EXERCISE GOAL
Report how many lines of the data below contain "pole". Give nothing besides the number.

BEGIN RECORDS FOR THIS EXERCISE

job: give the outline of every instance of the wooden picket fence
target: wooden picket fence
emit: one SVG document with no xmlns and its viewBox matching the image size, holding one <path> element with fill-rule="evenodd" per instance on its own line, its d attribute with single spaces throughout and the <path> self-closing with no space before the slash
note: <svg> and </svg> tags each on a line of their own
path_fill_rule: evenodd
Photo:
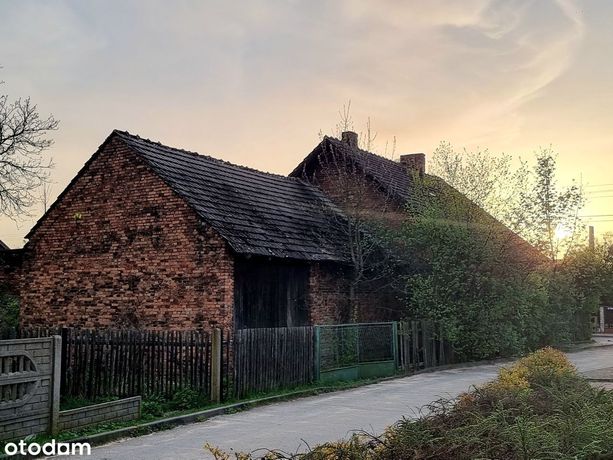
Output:
<svg viewBox="0 0 613 460">
<path fill-rule="evenodd" d="M 322 327 L 222 332 L 221 358 L 215 360 L 221 374 L 221 400 L 313 383 L 321 366 L 326 366 L 327 355 L 316 351 L 326 349 L 325 334 L 315 333 Z M 364 355 L 365 359 L 376 357 L 380 361 L 381 350 L 394 350 L 394 369 L 404 373 L 454 362 L 453 349 L 442 339 L 437 323 L 403 321 L 390 330 L 389 337 L 382 333 L 361 334 L 358 358 Z M 31 328 L 0 333 L 0 339 L 62 336 L 63 397 L 170 398 L 183 388 L 211 395 L 214 358 L 212 337 L 205 331 Z"/>
<path fill-rule="evenodd" d="M 234 334 L 234 394 L 306 385 L 314 380 L 313 327 L 239 329 Z"/>
<path fill-rule="evenodd" d="M 63 397 L 172 397 L 182 388 L 210 394 L 211 336 L 200 330 L 29 328 L 3 338 L 62 337 Z M 231 343 L 222 347 L 222 399 L 232 393 Z"/>
<path fill-rule="evenodd" d="M 210 390 L 210 337 L 202 331 L 62 330 L 62 393 L 162 395 Z"/>
<path fill-rule="evenodd" d="M 453 363 L 453 348 L 443 337 L 440 324 L 425 320 L 399 322 L 399 370 L 415 372 Z"/>
</svg>

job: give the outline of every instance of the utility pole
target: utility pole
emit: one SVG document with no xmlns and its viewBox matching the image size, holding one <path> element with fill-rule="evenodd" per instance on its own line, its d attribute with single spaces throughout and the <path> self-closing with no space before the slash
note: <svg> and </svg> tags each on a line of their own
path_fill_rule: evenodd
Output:
<svg viewBox="0 0 613 460">
<path fill-rule="evenodd" d="M 596 247 L 596 243 L 594 239 L 594 226 L 593 225 L 589 226 L 589 232 L 590 232 L 590 236 L 589 236 L 590 251 L 593 251 Z"/>
</svg>

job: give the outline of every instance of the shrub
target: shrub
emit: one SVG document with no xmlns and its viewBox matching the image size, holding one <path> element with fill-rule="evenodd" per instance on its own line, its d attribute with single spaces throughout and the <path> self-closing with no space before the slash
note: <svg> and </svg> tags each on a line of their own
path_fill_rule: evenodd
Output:
<svg viewBox="0 0 613 460">
<path fill-rule="evenodd" d="M 181 388 L 177 390 L 169 402 L 169 407 L 174 410 L 195 409 L 208 404 L 209 400 L 201 391 L 193 388 Z"/>
<path fill-rule="evenodd" d="M 575 366 L 559 350 L 547 347 L 536 351 L 513 364 L 500 369 L 498 379 L 490 388 L 502 391 L 527 390 L 533 385 L 553 385 L 561 378 L 576 373 Z"/>
<path fill-rule="evenodd" d="M 166 401 L 158 395 L 152 395 L 143 400 L 143 417 L 161 417 L 164 415 Z"/>
</svg>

END RECORDS FOR THIS EXERCISE

RESULT OF THE TASK
2